╭─ SELECTION
In connection with the execution of the Loan Agreement and the closing thereunder, the
Borrowers and Steven M. Mariano acknowledge that they have not delivered proof of the funding of
the $500,000 additional equity investment by Mr. Mariano in accordance with Section 31(b)(i) of the
Loan Agreement (it being acknowledged that only $500,000 of the $1,000,000 equity
investment required pursuant to Section 31(b)(i) of the Loan Agreement has been made as of the date
hereof and the additional $500,000 shall be made by Mr. Mariano in accordance with the terms of
this letter agreement).
Notwithstanding such failure and the terms of Section 31(b)(i) and Section 8(a)(ii) of the
Loan Agreement, and subject to the terms of this letter agreement, the Lender has agreed to
consummate the closing and make the Loan pursuant to the Loan Agreement. Subject to the terms of
this letter agreement, the Lender acknowledges that such failure shall not constitute an Event of
Default under the Loan Agreement.
╰─
╭─ SUPPLIED RECORDS
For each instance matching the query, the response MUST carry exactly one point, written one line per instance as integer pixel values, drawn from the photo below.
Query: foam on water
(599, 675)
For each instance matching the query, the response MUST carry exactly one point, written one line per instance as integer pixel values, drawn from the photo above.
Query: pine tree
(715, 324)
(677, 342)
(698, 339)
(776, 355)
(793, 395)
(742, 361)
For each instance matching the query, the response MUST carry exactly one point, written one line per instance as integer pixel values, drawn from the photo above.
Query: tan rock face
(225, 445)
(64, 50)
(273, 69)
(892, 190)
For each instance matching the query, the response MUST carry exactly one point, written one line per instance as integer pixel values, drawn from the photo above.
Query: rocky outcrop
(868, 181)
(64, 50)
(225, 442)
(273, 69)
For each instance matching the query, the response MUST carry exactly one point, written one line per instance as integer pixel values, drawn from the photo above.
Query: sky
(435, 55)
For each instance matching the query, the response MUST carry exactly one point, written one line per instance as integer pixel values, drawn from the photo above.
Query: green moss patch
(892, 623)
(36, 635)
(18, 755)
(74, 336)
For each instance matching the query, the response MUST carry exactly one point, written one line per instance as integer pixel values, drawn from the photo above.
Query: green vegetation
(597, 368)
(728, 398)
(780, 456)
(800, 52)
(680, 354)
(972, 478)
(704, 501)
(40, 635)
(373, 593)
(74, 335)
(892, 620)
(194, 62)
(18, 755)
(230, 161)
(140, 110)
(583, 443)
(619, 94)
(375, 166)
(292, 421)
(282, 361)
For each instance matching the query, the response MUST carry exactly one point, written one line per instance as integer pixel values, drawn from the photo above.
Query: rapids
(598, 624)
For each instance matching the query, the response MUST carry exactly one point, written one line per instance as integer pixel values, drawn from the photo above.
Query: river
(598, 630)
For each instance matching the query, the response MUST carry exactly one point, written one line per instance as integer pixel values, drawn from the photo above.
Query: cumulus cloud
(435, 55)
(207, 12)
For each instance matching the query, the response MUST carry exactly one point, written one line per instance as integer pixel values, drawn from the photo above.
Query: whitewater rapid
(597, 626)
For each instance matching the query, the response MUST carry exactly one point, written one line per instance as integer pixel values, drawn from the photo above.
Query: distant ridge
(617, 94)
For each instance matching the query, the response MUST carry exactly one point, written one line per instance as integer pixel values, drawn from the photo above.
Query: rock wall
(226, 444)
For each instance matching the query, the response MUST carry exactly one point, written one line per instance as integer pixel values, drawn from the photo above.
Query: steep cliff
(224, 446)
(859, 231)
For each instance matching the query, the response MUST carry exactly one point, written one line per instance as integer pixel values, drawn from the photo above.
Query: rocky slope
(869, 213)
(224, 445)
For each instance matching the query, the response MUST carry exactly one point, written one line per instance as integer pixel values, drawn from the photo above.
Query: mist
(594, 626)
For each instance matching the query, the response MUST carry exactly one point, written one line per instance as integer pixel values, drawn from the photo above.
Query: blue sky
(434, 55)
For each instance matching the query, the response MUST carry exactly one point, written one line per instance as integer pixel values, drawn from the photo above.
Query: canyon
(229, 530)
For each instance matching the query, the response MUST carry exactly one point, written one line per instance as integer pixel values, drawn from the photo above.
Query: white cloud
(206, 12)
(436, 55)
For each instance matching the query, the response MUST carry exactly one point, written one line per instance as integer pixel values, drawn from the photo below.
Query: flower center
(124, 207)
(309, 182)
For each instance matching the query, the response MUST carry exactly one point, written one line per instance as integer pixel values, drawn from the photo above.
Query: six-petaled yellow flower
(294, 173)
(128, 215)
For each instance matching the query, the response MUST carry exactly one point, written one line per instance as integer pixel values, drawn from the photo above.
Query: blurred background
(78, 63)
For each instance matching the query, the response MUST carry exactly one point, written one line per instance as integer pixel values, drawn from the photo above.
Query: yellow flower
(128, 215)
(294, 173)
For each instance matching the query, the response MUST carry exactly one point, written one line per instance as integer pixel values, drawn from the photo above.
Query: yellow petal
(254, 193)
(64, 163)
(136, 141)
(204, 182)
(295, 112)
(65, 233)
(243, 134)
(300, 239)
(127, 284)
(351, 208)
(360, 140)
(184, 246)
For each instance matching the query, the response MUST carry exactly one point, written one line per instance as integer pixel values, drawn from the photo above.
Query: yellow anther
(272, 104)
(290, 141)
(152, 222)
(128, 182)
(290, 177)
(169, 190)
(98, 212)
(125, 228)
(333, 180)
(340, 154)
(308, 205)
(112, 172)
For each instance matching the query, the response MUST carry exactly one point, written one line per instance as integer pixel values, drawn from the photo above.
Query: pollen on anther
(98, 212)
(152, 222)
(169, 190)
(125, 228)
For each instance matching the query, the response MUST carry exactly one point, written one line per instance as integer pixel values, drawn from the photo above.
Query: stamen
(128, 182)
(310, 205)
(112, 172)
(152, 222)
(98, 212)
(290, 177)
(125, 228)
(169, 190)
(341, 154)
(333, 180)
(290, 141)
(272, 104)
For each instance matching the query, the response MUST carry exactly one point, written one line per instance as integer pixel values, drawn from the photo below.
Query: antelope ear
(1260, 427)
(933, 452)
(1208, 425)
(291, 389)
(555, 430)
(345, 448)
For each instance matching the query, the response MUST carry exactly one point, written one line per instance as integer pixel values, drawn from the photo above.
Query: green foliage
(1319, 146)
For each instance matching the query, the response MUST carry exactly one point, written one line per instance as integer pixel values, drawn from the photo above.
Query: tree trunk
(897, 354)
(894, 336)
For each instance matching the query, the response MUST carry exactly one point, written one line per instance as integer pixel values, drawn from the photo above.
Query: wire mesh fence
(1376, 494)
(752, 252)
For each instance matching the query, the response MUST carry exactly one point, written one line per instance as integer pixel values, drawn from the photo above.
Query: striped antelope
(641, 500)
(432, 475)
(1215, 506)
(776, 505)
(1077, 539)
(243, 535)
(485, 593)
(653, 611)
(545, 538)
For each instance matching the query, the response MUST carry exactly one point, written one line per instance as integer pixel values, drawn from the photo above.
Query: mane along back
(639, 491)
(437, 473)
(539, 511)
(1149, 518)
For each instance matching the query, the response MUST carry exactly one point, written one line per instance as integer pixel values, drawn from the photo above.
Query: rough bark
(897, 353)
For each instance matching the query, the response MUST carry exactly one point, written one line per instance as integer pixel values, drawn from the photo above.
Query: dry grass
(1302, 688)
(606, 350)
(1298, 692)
╰─
# GIVEN INSTRUCTION 1
Write out the passage of the letter agreement excerpt from "In connection with" to "this letter agreement).".
# GIVEN INSTRUCTION 2
Summarize the letter agreement excerpt in two sentences.
# GIVEN INSTRUCTION 3
State whether each statement agrees with the letter agreement excerpt, answering yes or no and quoting the words that decide it:
(a) Only half of the required equity investment had been made as of the date of the letter.
(b) The Lender treats the failure to deliver proof of funding as an Event of Default.
(c) The Lender refuses to close until the proof of funding is delivered.

# FULL ANSWER 1
In connection with the execution of the Loan Agreement and the closing thereunder, the
Borrowers and Steven M. Mariano acknowledge that they have not delivered proof of the funding of
the $500,000 additional equity investment by Mr. Mariano in accordance with Section 31(b)(i) of the
Loan Agreement (it being acknowledged that only $500,000 of the $1,000,000 equity
investment required pursuant to Section 31(b)(i) of the Loan Agreement has been made as of the date
hereof and the additional $500,000 shall be made by Mr. Mariano in accordance with the terms of
this letter agreement).

# FULL ANSWER 2
The Borrowers and Steven M. Mariano acknowledge that they have not delivered proof of funding of Mr. Mariano's $500,000 additional equity investment under Section 31(b)(i) of the Loan Agreement: only $500,000 of the required $1,000,000 has been made, and the remaining $500,000 is to be made under the terms of the letter agreement. Despite this failure, and subject to the letter agreement, the Lender has agreed to close and make the Loan and acknowledges that the failure shall not constitute an Event of Default.

# FULL ANSWER 3
(a) Yes: "only $500,000 of the $1,000,000 equity investment required pursuant to Section 31(b)(i) of the Loan Agreement has been made as of the date hereof"
(b) No: "the Lender acknowledges that such failure shall not constitute an Event of Default under the Loan Agreement"
(c) No: "the Lender has agreed to consummate the closing and make the Loan pursuant to the Loan Agreement"